### To do:
All records, minus the pictures: write them out exactly.

★ ★ ★ ★

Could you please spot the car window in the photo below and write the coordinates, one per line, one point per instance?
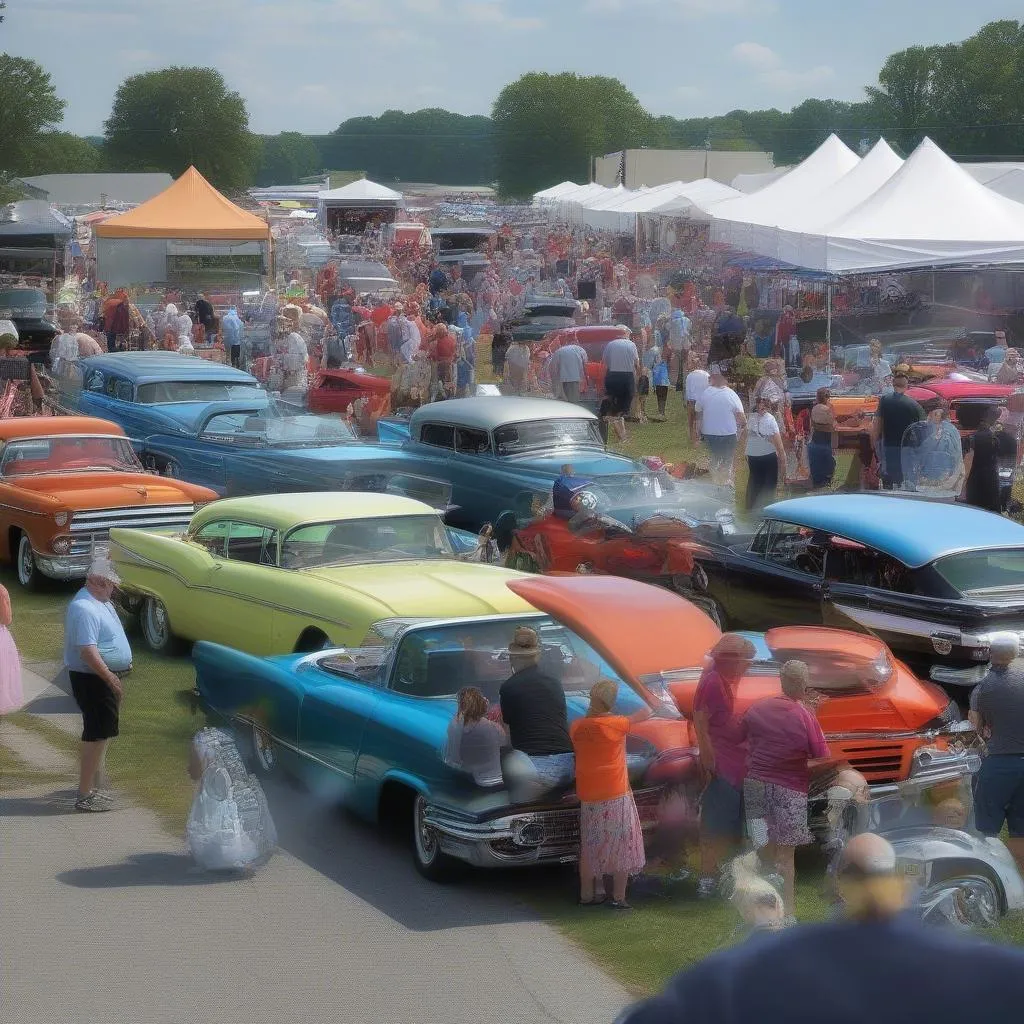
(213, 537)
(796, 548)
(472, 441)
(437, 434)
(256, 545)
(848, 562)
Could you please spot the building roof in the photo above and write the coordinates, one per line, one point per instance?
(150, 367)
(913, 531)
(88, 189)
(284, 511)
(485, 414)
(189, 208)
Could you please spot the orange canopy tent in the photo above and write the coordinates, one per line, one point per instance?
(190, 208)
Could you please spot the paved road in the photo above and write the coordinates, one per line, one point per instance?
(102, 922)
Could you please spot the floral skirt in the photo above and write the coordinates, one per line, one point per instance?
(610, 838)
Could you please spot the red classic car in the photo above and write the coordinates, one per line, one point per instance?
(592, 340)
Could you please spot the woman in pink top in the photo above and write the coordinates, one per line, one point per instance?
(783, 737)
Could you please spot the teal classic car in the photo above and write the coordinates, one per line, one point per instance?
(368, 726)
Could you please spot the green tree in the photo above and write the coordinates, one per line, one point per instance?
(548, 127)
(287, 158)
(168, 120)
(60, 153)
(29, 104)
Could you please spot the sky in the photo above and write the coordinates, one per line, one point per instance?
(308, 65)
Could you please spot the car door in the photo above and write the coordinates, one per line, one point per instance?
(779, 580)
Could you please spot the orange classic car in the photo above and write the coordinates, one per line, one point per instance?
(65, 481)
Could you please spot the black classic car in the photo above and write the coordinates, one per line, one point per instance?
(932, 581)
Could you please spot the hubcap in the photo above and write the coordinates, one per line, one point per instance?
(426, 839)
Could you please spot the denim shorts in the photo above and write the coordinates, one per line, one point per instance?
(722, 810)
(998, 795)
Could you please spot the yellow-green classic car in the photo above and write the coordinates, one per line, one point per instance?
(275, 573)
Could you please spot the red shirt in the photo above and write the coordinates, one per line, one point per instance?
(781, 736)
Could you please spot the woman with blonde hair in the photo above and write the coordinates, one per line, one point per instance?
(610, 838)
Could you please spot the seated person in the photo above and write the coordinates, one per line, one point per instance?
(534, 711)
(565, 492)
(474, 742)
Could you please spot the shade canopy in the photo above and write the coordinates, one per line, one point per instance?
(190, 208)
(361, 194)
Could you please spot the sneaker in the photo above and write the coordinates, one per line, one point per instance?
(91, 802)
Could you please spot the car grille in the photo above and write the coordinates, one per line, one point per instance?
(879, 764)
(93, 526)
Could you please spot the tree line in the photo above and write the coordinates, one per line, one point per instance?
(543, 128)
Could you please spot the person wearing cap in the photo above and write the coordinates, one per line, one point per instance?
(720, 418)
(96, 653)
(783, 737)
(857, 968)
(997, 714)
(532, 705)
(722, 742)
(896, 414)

★ ★ ★ ★

### Exercise output:
Could you please spot the car window in the photo below and write the coordinates, one per line, one point per instance?
(213, 537)
(796, 548)
(472, 441)
(437, 434)
(256, 545)
(848, 562)
Could you please spot the building roof in the photo above and write the coordinates, one per line, one point per instance?
(150, 367)
(913, 531)
(88, 189)
(284, 511)
(485, 414)
(189, 208)
Could you please spot the orange canopy tent in the photo above and write the coordinates, one per line, one point per instance?
(190, 208)
Could you please spot the paved road in the photo above and write the coordinates, one per line, one point per instance?
(102, 922)
Could you please spot the floral skirt in the photo above and write the coordinates, one per line, one point per instance?
(610, 838)
Could you please spot the red classic car in the photo above and write the coordinates, one per line, one point per instance?
(592, 340)
Could you please spot the woman in pink top in the photo above and write the coordinates, one per line, one point per instance?
(783, 737)
Could you please spot the teal classic car in the photo above and write the coordinates, one per line, one point per instance?
(368, 726)
Could you please spot the green tree in the photo above and write the coordinates, one per line, one point per instance?
(548, 127)
(287, 158)
(168, 120)
(60, 153)
(29, 104)
Could you please spot the sky in the photo above and write the coordinates, one per line, one point per instance?
(308, 65)
Could you please spot the car door in the photo above and write the coordinates, one per line, one point per instance?
(779, 580)
Could you please spot the orange classic car in the photo above and write the coordinates, one per line, one point per instance?
(65, 481)
Could you please spot the black classic car in the photo above and write the coordinates, one per line, one point per instance?
(932, 581)
Could you please spot the hubcap in the photo above and write the coordinates, one per line, one point per instance?
(426, 839)
Could you please spot the denim shorts in the photo above and write the coordinates, one per line, one point per instance?
(722, 810)
(998, 795)
Could you please spot the yellow-green classic car in the photo above and write the coordinates, one per line, one point per instance?
(275, 573)
Could you please spot the red shirt in the photo above and write the coordinates, one per line, one point per instance?
(781, 736)
Could you please spot the woman with blonde hair in the photo above and write the coordinates, one per line, one point per instance?
(610, 838)
Could you please spot the seated person in the photo above and write the coordinates, one per line, one point per instance?
(534, 711)
(565, 492)
(474, 742)
Could you please spot the shade canopy in the photo above and write the coordinates, one per line, one point per instance?
(190, 208)
(361, 194)
Could you please spot the sneaker in the photo above and write the coordinates, one per line, one point per instance?
(91, 802)
Could you please spot the car grille in the photo above and write the coordinates, one per line, one point per instance?
(879, 764)
(93, 526)
Could you please spot the tree line in the photo above and write the coordinates, one per line, one point per instance?
(543, 128)
Could you please spot the person wearing cap in the photo above and write the coordinates, one per line, one point per instance?
(720, 418)
(96, 653)
(783, 737)
(857, 968)
(997, 714)
(532, 705)
(722, 742)
(896, 414)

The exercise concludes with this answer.